(Requirement) Locate each line in the listing below that contains the string "wall" and copy it out. Letter case matters.
--- start Records provided ---
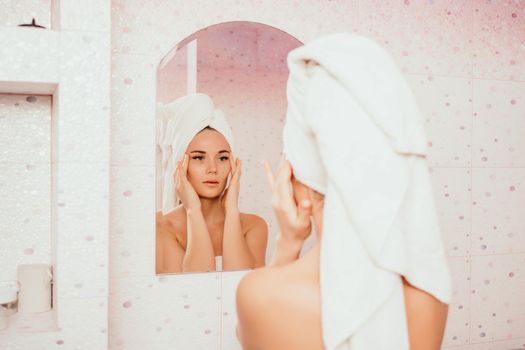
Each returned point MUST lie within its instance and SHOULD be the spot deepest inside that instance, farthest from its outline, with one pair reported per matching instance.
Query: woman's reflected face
(209, 163)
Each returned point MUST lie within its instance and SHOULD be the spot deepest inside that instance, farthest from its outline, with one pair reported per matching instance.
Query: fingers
(232, 166)
(238, 167)
(176, 175)
(304, 210)
(185, 161)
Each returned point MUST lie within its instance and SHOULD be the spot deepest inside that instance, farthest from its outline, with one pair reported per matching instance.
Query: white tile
(497, 302)
(25, 129)
(83, 98)
(230, 281)
(446, 107)
(498, 40)
(82, 230)
(498, 124)
(146, 28)
(498, 196)
(23, 11)
(20, 47)
(94, 15)
(452, 187)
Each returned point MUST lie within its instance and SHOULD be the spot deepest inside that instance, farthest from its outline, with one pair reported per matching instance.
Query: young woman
(279, 307)
(378, 276)
(207, 230)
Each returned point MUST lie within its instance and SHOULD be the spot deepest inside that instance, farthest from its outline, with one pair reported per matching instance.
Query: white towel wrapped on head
(354, 133)
(182, 119)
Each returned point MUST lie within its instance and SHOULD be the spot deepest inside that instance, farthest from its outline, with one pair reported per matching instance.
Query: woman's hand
(185, 191)
(230, 197)
(293, 219)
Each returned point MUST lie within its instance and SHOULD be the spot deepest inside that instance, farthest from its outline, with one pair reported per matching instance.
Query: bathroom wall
(464, 59)
(55, 153)
(466, 64)
(25, 182)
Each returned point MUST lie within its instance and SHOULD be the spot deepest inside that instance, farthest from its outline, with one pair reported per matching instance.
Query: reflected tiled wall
(25, 182)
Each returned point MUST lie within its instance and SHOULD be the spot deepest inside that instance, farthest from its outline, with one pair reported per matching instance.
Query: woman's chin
(210, 193)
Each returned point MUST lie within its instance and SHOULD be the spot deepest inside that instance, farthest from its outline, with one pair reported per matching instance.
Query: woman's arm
(169, 254)
(426, 318)
(199, 254)
(235, 251)
(294, 220)
(286, 251)
(239, 251)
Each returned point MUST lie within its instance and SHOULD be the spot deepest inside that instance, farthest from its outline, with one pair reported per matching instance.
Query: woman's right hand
(293, 219)
(185, 191)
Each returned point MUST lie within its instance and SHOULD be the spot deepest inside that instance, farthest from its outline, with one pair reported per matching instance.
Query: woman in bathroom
(377, 277)
(206, 231)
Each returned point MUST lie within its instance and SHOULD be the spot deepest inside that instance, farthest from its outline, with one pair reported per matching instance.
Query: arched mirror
(221, 95)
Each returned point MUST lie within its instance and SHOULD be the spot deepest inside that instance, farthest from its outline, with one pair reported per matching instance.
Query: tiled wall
--- end Records provided ---
(Output for this task)
Query: bathroom wall
Query: reflected tiled wall
Query: tiled wall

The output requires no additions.